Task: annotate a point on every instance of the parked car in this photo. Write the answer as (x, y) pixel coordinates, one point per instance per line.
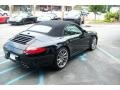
(49, 43)
(4, 19)
(47, 16)
(74, 16)
(22, 18)
(3, 13)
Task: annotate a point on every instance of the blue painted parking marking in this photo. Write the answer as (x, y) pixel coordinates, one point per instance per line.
(41, 78)
(18, 78)
(108, 54)
(7, 70)
(83, 57)
(4, 61)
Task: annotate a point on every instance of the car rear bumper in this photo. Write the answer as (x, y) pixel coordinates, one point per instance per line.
(14, 22)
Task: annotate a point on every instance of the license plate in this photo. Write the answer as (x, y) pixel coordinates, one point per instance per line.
(13, 56)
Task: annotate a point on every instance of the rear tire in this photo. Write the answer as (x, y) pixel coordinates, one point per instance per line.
(61, 58)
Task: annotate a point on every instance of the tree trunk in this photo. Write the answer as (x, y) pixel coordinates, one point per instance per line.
(95, 16)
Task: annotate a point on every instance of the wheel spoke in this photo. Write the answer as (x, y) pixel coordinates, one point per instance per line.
(62, 58)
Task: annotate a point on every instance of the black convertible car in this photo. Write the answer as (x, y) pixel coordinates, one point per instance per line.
(74, 16)
(22, 18)
(49, 43)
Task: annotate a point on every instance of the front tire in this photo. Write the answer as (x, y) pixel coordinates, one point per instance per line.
(61, 58)
(93, 43)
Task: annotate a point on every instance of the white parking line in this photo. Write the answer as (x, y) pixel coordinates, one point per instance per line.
(8, 69)
(108, 54)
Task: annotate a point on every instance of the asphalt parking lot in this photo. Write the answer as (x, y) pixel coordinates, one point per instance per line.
(101, 66)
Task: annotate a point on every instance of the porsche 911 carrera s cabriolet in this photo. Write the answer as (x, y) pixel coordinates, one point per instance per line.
(49, 43)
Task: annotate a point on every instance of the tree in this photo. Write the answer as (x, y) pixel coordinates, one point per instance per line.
(77, 7)
(97, 8)
(4, 7)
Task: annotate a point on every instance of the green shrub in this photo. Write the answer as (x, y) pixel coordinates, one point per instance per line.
(111, 17)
━━━
• What is being asked:
Format the lines above as a numbered list, leaving out any blank lines and the picture.

• Solution below:
1. Task: annotate a point on every instance of the parked car in this photo. Write the answer as (x, y) pixel coordinates, one point per instance per line.
2. (49, 43)
3. (4, 19)
4. (47, 16)
5. (74, 16)
6. (22, 18)
7. (3, 13)
8. Task: annotate a point on every instance of the blue painted parking marking in this photo. Write the answer as (x, y) pixel coordinates, one point per instance per line.
9. (41, 78)
10. (18, 78)
11. (108, 54)
12. (7, 70)
13. (83, 57)
14. (4, 61)
15. Task: annotate a point on every instance of the car rear bumper in this photo. Write the answer as (x, y) pixel coordinates, one point per instance per line.
16. (14, 22)
17. Task: annotate a point on every instance of the license plate in this photo. Write the answer as (x, y) pixel coordinates, one point per instance per line.
18. (13, 56)
19. Task: annotate a point on every instance of the rear tire in this photo. Write the answer as (x, y) pixel coordinates, one point per instance per line.
20. (61, 58)
21. Task: annotate a point on every instance of the tree trunk in this photo. Write the answer as (x, y) pixel coordinates, one point per instance per line.
22. (95, 16)
23. Task: annotate a point on every instance of the wheel spoke in this photo. Write the answer as (x, y) pixel coordinates, one point per instance per line.
24. (62, 58)
25. Task: annotate a point on every instance of the black convertible car in this photo. Write the answer as (x, y) pixel coordinates, one point per instance per line.
26. (74, 16)
27. (22, 18)
28. (49, 43)
29. Task: annotate a point on every instance of the front tire in this photo. Write the answer as (x, y) pixel coordinates, one point per instance per line.
30. (61, 58)
31. (93, 43)
32. Task: annotate a point on every instance of the white parking line in this photo. Write the answer as (x, y) pixel coordinates, one point per instance per line.
33. (8, 69)
34. (108, 54)
35. Task: annotate a point on every instance of the asphalt parking lot in this photo. Write the answer as (x, y) pixel coordinates, one point per instance per line.
36. (101, 66)
37. Task: annotate a point on every instance of the porsche 911 carrera s cabriolet in this photo. Write the answer as (x, y) pixel coordinates, one point per instance per line.
38. (49, 43)
39. Task: annotate a point on every instance of the tree in this photo. Write the answer as (x, y) pixel coordinates, one point per instance per line.
40. (77, 7)
41. (97, 8)
42. (4, 7)
43. Task: annotate a point on every instance of the green shrub in this photo. Write the answer as (x, y) pixel coordinates, one point per instance per line.
44. (111, 17)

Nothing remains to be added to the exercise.